DATA TO PROCESS: Begin

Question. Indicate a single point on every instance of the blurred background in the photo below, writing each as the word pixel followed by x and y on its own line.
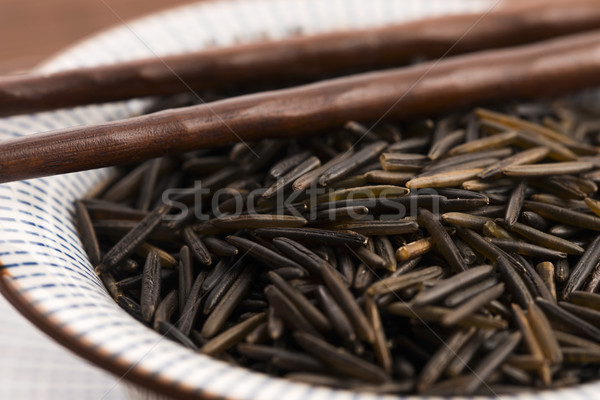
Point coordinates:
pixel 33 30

DATA TO PROCESS: End
DATA TO PROCESS: Begin

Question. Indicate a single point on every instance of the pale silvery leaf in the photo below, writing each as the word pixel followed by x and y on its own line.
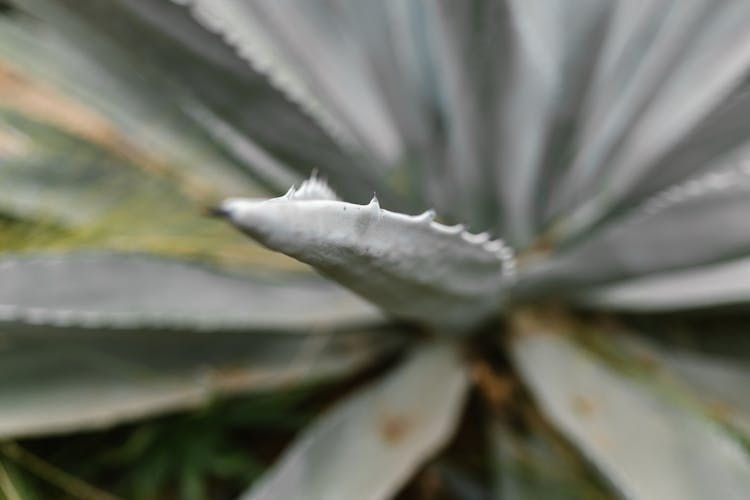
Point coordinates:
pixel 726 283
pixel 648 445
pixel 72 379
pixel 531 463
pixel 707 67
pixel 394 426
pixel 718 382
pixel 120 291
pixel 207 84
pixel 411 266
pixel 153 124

DATA TO PROCESS: End
DATA TO PROCESS: Begin

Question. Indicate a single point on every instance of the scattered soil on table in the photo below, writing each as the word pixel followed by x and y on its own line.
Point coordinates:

DATA TO PROCESS: End

■ TASK GOAL
Filter the records above for "single" and copy every matching line.

■ PROBLEM SOLUTION
Question. Indicate a single point on every instance of the blurred background in the photo below, writing each as the word pixel followed by x and y on its own line.
Question. Indicate a single point on every instance of the pale silvery leaf in the photo below, writing each as the word pixel followed by x and y on its own line.
Question. Indicate a single point on every instance of the scattered soil on table in the photo below, writing each as the word pixel followed by x and y on its own line.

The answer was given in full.